** Opening Data for the task block **

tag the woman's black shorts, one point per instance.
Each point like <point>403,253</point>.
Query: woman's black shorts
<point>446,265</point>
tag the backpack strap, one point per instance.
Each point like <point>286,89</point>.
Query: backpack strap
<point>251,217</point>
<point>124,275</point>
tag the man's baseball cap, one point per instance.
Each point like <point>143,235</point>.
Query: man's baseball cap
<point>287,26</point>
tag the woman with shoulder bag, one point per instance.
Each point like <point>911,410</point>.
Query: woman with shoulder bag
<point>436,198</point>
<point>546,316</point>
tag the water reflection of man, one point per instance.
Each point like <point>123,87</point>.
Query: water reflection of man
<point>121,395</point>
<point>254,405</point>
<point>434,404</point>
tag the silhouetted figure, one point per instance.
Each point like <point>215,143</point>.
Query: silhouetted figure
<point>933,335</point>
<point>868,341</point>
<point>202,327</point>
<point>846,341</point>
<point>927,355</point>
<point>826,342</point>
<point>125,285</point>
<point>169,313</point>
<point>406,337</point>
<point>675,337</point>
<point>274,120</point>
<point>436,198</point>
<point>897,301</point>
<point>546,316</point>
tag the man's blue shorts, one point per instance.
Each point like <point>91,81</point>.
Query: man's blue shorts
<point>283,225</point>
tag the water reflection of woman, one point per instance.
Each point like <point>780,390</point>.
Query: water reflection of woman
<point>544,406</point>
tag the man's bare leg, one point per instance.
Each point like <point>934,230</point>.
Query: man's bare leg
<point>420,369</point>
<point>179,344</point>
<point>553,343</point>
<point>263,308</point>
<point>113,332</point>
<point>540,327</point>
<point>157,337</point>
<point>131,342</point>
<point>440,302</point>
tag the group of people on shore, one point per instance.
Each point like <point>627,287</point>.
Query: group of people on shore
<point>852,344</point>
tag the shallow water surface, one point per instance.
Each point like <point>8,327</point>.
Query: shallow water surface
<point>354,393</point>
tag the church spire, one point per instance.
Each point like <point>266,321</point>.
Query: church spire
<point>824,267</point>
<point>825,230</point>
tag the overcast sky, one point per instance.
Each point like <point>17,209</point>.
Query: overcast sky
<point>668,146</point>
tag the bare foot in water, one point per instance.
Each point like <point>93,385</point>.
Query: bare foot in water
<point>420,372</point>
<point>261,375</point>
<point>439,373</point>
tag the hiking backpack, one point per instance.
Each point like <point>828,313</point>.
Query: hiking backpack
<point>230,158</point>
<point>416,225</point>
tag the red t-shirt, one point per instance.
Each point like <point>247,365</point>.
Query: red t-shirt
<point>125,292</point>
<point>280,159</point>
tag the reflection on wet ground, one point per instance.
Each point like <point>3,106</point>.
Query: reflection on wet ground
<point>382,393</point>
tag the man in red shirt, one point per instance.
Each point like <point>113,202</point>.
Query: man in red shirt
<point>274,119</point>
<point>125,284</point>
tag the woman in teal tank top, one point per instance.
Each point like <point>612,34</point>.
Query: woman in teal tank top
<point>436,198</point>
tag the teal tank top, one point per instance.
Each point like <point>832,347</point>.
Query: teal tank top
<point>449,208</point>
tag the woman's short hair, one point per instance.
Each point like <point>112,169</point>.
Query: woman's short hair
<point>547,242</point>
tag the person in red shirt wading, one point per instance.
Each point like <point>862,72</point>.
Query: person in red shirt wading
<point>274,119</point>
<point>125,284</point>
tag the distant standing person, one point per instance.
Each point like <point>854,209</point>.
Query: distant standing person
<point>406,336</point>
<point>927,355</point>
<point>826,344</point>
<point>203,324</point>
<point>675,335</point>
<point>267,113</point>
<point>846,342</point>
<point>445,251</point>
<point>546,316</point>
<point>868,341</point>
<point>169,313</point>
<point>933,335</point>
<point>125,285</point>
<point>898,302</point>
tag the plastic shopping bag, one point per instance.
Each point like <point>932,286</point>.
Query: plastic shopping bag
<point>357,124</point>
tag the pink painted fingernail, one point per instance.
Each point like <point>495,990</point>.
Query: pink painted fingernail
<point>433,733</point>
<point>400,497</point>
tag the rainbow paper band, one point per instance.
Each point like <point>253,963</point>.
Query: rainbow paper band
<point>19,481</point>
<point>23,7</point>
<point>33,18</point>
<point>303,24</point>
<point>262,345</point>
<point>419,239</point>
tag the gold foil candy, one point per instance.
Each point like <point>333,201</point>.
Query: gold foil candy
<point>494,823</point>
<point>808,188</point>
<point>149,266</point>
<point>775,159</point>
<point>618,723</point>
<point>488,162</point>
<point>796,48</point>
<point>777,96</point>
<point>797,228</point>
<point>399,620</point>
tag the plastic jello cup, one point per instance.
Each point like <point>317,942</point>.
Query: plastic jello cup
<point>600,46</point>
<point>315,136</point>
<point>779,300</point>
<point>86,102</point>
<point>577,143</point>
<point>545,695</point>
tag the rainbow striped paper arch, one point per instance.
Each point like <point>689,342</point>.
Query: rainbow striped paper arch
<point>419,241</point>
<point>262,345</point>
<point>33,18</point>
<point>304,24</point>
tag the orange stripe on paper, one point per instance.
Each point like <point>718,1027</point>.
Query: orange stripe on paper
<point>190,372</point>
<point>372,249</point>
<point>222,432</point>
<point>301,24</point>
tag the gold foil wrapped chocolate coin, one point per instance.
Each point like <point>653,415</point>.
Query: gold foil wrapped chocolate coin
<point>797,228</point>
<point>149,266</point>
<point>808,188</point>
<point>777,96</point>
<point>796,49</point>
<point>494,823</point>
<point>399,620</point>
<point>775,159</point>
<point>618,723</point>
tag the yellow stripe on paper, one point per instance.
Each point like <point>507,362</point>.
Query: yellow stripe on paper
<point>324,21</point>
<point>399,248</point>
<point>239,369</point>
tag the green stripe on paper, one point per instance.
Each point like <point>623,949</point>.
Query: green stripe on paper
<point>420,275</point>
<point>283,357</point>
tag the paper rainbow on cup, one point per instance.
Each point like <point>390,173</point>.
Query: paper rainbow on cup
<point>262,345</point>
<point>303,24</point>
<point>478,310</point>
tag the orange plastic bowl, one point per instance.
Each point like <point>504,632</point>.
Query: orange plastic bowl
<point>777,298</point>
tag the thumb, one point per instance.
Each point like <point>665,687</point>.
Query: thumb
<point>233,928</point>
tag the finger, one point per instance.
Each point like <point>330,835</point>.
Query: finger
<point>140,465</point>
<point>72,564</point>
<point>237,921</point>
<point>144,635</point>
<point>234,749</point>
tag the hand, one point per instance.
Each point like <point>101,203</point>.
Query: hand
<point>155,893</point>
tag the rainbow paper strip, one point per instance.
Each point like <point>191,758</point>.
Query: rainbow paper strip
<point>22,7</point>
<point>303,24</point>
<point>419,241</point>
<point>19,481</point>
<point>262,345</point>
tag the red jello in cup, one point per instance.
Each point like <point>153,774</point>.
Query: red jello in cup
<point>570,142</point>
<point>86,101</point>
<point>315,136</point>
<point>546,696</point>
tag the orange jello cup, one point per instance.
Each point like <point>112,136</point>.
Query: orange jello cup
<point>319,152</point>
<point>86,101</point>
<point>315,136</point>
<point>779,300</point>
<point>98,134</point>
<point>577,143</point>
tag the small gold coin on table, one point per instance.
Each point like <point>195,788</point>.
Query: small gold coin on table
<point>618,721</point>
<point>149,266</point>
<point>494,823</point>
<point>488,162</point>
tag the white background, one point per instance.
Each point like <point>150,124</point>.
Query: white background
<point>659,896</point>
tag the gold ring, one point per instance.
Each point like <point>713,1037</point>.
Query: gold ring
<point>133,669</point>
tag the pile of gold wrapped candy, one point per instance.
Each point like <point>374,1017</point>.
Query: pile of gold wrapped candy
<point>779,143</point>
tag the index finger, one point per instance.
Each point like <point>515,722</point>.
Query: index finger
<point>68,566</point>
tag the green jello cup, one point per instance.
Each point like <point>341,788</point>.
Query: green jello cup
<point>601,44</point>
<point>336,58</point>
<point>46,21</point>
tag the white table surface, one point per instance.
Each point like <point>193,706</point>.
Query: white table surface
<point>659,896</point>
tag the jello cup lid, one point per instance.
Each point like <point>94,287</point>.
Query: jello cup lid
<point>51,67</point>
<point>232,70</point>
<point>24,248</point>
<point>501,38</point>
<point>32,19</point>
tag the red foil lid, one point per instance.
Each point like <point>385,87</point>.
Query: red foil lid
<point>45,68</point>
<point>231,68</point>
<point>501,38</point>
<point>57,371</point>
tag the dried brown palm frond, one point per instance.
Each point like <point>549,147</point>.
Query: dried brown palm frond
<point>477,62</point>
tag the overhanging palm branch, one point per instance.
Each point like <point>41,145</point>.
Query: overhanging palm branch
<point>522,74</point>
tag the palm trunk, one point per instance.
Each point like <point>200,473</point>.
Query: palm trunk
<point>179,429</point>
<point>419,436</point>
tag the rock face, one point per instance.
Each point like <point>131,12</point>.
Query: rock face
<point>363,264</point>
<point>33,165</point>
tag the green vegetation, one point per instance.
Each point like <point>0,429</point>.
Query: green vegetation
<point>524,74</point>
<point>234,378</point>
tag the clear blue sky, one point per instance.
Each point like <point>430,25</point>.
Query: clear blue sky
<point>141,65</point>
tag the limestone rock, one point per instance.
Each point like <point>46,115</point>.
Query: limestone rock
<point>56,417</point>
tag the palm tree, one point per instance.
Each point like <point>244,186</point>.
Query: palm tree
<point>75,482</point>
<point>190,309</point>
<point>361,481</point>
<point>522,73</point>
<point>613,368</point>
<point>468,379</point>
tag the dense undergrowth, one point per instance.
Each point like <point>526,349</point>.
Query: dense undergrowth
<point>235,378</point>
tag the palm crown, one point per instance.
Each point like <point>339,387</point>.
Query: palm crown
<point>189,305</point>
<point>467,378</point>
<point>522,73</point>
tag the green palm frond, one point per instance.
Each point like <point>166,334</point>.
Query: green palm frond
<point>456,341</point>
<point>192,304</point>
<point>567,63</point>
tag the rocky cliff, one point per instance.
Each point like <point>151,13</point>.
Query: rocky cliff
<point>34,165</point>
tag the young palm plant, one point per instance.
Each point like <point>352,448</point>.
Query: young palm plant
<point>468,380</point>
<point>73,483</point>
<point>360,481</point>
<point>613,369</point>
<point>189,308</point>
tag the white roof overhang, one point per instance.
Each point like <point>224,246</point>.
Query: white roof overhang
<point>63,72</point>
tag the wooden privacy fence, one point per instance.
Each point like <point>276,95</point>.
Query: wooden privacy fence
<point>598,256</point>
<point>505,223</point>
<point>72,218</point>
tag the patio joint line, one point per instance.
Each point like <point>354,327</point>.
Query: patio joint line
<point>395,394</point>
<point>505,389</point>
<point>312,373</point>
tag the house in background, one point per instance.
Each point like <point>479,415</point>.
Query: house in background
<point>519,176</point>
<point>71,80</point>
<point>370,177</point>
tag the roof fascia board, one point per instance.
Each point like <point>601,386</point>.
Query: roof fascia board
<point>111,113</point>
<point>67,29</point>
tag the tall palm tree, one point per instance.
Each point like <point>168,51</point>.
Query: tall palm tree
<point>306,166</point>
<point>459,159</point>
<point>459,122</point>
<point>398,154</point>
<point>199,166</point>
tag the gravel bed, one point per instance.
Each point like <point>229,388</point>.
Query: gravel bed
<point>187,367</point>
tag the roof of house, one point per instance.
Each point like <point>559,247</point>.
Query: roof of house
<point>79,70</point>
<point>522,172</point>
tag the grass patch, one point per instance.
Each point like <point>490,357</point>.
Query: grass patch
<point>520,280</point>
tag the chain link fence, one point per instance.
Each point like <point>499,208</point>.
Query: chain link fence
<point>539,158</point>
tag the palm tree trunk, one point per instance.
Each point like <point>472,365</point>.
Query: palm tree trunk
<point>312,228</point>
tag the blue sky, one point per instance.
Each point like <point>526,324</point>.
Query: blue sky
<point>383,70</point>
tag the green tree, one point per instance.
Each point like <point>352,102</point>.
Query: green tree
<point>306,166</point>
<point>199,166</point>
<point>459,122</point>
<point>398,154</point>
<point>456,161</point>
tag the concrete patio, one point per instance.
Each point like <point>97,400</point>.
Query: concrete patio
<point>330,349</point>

** Closing Data for the task block **

Exercise directions. The answer should hold exactly the lines running from the one with "tag the house" to the final line of the data, both ends counted.

Result of the exercise.
tag the house in background, one point per instance.
Each point like <point>479,415</point>.
Query: house in background
<point>519,176</point>
<point>71,80</point>
<point>370,177</point>
tag the roof fascia board, one point per instance.
Each point like <point>601,386</point>.
Query: roof fascia board
<point>111,113</point>
<point>67,29</point>
tag the tall palm tree, one point per instance.
Each point like <point>168,51</point>.
Query: tall palm tree
<point>306,166</point>
<point>459,159</point>
<point>459,122</point>
<point>398,154</point>
<point>199,166</point>
tag the gravel bed, one point per instance.
Each point like <point>229,388</point>.
Query: gravel bed
<point>187,367</point>
tag the roof of house, one point per instance.
Each point like <point>559,247</point>.
Query: roof of house
<point>79,70</point>
<point>522,172</point>
tag the grass patch, one point per instance.
Each point like <point>490,357</point>.
Query: grass patch
<point>520,280</point>
tag the chain link fence, one point per instance.
Each point like <point>499,208</point>.
Query: chain link fence
<point>539,158</point>
tag the palm tree trunk, one point per instance.
Each point like <point>472,365</point>.
Query: palm tree trunk
<point>312,228</point>
tag the blue sky, one point per instance.
Each point like <point>526,324</point>.
Query: blue sky
<point>383,70</point>
tag the green tree, one point per instance.
Each point like <point>352,102</point>.
Query: green tree
<point>306,166</point>
<point>199,166</point>
<point>459,122</point>
<point>398,154</point>
<point>456,161</point>
tag the concrete patio, one point per instance.
Each point like <point>97,400</point>.
Query: concrete patio
<point>330,349</point>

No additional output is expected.